#### EXERCISE GOAL:
Every line from the one that holds "If you could segment every instance of the woman's" through the final line should be returned exactly. Omit the pictures.

#### DATASET EXTRACT:
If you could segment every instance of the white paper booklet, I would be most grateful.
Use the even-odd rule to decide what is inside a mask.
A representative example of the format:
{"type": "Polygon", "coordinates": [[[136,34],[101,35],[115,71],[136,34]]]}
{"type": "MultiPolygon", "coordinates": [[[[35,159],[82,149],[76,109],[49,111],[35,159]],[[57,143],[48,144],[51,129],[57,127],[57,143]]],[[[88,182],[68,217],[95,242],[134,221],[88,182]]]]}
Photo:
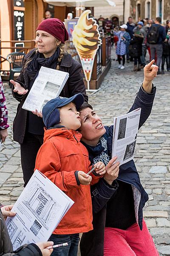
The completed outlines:
{"type": "Polygon", "coordinates": [[[14,250],[24,244],[47,241],[74,202],[36,170],[6,220],[14,250]]]}
{"type": "Polygon", "coordinates": [[[22,108],[42,111],[48,101],[60,95],[68,77],[67,72],[42,67],[22,108]]]}
{"type": "Polygon", "coordinates": [[[112,157],[117,156],[115,163],[120,165],[133,159],[141,111],[138,108],[114,118],[112,157]]]}

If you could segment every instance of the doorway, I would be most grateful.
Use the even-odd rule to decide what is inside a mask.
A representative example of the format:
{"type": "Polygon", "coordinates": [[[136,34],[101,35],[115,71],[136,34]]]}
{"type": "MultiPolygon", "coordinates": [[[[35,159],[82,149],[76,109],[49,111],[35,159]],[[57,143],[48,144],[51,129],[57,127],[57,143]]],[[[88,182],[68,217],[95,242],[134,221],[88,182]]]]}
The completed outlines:
{"type": "MultiPolygon", "coordinates": [[[[32,40],[35,39],[35,30],[38,26],[38,8],[37,1],[25,0],[24,6],[26,8],[24,20],[25,40],[32,40]]],[[[26,43],[26,46],[28,46],[26,43]]]]}

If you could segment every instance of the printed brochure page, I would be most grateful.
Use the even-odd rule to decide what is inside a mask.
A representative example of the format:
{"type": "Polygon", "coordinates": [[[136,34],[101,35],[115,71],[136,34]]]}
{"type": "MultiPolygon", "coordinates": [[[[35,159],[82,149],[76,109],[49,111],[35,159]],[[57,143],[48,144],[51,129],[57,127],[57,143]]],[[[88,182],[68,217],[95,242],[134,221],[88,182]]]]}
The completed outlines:
{"type": "Polygon", "coordinates": [[[47,241],[74,202],[36,170],[6,223],[14,250],[24,244],[47,241]]]}
{"type": "Polygon", "coordinates": [[[115,117],[112,157],[117,157],[120,165],[133,159],[141,109],[115,117]]]}
{"type": "Polygon", "coordinates": [[[67,72],[42,67],[22,108],[42,111],[48,101],[60,95],[68,77],[67,72]]]}

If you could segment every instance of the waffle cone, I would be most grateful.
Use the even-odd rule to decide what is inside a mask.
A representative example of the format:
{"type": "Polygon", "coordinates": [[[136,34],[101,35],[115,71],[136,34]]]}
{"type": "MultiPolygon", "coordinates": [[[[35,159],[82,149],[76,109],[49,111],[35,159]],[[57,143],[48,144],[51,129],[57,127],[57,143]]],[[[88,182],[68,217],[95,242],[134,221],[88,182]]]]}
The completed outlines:
{"type": "Polygon", "coordinates": [[[86,80],[90,81],[97,50],[91,50],[85,52],[77,49],[77,51],[80,58],[86,80]]]}

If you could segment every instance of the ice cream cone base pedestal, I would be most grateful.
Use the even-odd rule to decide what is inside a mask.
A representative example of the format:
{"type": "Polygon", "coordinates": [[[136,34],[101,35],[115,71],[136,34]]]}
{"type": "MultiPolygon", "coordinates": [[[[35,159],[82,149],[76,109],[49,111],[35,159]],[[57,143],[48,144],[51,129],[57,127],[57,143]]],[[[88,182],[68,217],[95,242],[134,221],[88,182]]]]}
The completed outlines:
{"type": "Polygon", "coordinates": [[[91,74],[92,73],[93,64],[94,61],[94,58],[96,53],[94,53],[94,58],[90,58],[87,56],[87,58],[81,58],[81,55],[79,54],[80,57],[80,60],[82,63],[82,66],[83,67],[84,73],[85,77],[87,81],[88,89],[90,89],[89,81],[91,79],[91,74]]]}

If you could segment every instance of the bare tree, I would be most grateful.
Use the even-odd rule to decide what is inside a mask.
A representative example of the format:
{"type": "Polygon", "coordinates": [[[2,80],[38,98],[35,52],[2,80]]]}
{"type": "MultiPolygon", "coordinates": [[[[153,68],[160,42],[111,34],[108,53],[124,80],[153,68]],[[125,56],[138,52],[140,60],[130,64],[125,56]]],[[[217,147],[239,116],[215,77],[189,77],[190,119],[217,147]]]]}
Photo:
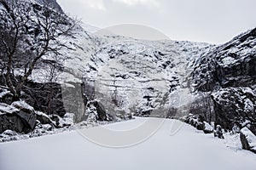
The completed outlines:
{"type": "Polygon", "coordinates": [[[3,7],[0,9],[1,58],[6,62],[6,84],[15,99],[20,98],[22,87],[43,56],[61,57],[60,50],[65,42],[61,37],[72,36],[77,26],[75,20],[62,13],[28,3],[0,0],[3,7]],[[19,81],[15,80],[15,67],[23,70],[19,81]]]}

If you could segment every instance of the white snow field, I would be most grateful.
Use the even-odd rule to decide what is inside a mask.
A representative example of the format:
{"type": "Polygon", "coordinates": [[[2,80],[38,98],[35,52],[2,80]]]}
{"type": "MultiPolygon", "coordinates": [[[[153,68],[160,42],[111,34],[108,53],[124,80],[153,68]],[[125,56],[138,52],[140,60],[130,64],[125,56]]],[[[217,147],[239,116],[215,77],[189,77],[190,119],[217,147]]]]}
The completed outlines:
{"type": "MultiPolygon", "coordinates": [[[[148,119],[105,125],[115,130],[135,128],[148,119]]],[[[126,148],[104,147],[77,131],[0,144],[1,170],[255,170],[256,155],[232,150],[224,142],[183,124],[170,135],[175,120],[166,120],[144,142],[126,148]]],[[[89,130],[93,130],[92,128],[89,130]]]]}

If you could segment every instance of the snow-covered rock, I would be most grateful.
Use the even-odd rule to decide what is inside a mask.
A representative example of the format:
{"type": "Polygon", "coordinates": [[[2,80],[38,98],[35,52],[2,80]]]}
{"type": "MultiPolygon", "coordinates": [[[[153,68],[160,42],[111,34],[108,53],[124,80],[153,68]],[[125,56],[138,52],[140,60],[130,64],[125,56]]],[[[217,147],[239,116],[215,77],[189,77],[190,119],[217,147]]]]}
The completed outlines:
{"type": "Polygon", "coordinates": [[[24,101],[16,101],[11,105],[0,104],[0,133],[5,130],[29,133],[35,126],[35,111],[24,101]]]}
{"type": "Polygon", "coordinates": [[[256,136],[247,128],[241,129],[240,139],[242,149],[251,150],[256,154],[256,136]]]}

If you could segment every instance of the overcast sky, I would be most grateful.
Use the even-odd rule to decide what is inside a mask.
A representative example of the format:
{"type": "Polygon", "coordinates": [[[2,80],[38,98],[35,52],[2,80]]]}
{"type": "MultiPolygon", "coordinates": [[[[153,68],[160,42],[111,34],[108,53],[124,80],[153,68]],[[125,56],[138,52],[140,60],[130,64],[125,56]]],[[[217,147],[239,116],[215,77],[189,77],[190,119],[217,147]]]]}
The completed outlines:
{"type": "Polygon", "coordinates": [[[139,24],[171,39],[224,43],[256,27],[256,0],[57,0],[63,10],[104,28],[139,24]]]}

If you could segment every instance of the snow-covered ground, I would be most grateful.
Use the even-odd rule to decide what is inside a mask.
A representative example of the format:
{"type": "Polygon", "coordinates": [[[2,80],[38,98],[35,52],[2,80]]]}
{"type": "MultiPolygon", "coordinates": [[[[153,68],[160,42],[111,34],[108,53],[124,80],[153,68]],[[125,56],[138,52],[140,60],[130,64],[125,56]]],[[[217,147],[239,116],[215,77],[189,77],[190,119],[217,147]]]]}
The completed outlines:
{"type": "MultiPolygon", "coordinates": [[[[131,129],[148,118],[105,125],[131,129]]],[[[155,118],[148,118],[156,120],[155,118]]],[[[228,148],[224,140],[183,124],[170,135],[175,120],[166,120],[144,142],[126,148],[109,148],[85,139],[77,131],[0,144],[1,170],[66,169],[232,169],[254,170],[256,156],[241,149],[228,148]]],[[[88,130],[94,130],[89,128],[88,130]]]]}

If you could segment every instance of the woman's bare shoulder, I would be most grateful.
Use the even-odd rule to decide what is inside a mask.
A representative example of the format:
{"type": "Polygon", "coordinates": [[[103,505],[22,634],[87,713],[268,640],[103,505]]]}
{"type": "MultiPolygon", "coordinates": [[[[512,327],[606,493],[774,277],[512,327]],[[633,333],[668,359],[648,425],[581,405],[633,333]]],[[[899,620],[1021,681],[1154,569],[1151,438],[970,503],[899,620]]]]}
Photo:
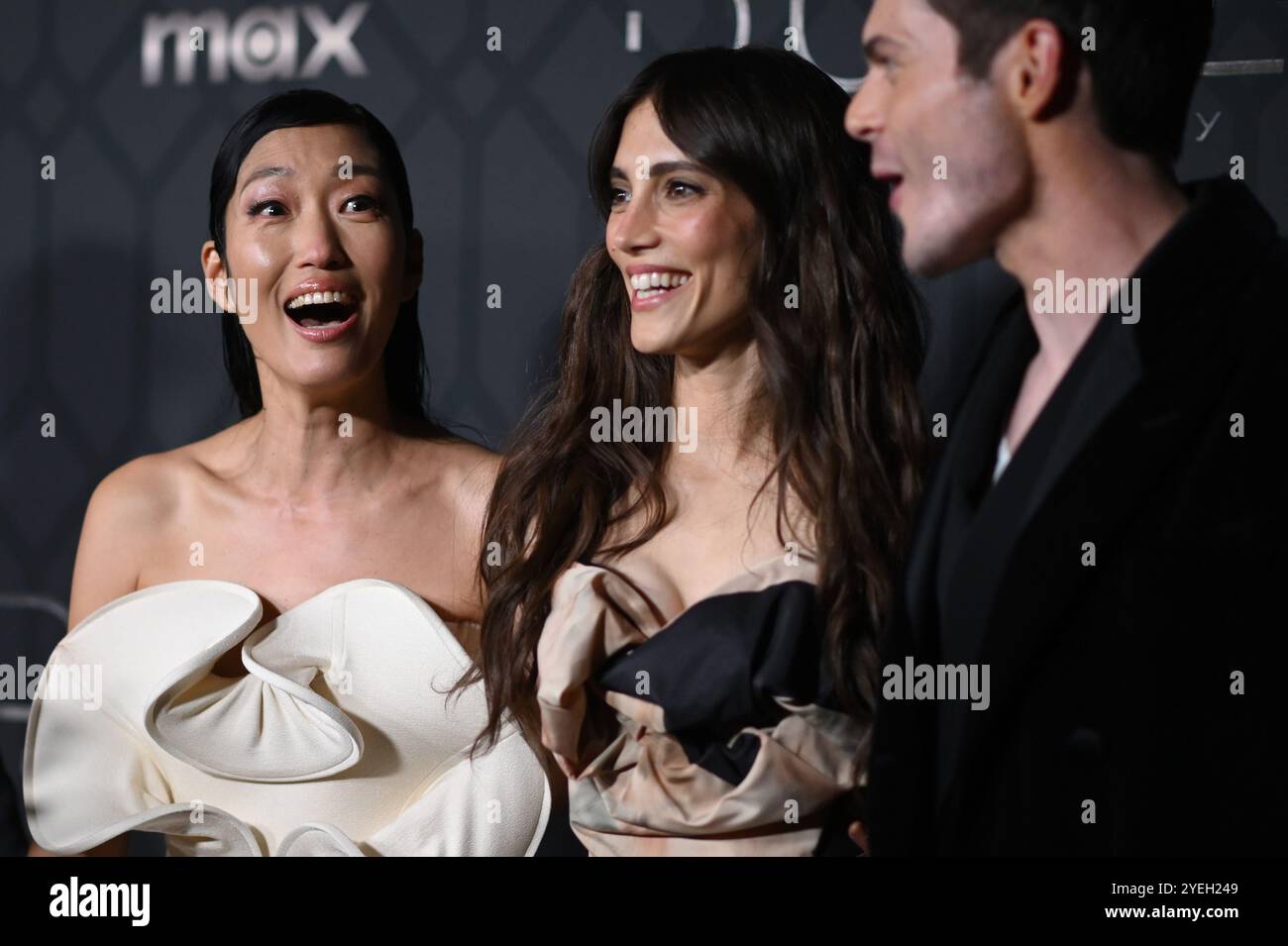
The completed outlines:
{"type": "Polygon", "coordinates": [[[90,494],[72,571],[68,627],[135,591],[192,487],[209,475],[210,439],[137,457],[112,470],[90,494]]]}
{"type": "Polygon", "coordinates": [[[448,505],[487,507],[501,457],[487,447],[460,439],[422,439],[412,448],[416,479],[448,505]]]}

#### THE REPLY:
If you could segment every instance of the woman's bare shoulder, I would be most grateful.
Use the even-odd rule to decide what is inside a mask.
A representative example of the format:
{"type": "Polygon", "coordinates": [[[103,505],[22,634],[87,713],[268,640],[103,505]]]}
{"type": "MultiPolygon", "coordinates": [[[[512,327],[606,493],[774,277],[512,327]],[[633,333],[668,359],[648,425],[581,405],[633,333]]],[[[899,620],[1021,681],[1154,569],[1151,438],[970,503],[899,620]]]]}
Photo:
The completed outlines:
{"type": "Polygon", "coordinates": [[[90,494],[72,571],[68,627],[135,591],[192,487],[209,475],[210,439],[137,457],[112,470],[90,494]]]}
{"type": "Polygon", "coordinates": [[[448,505],[487,507],[501,457],[487,447],[460,439],[422,439],[412,448],[416,479],[448,505]]]}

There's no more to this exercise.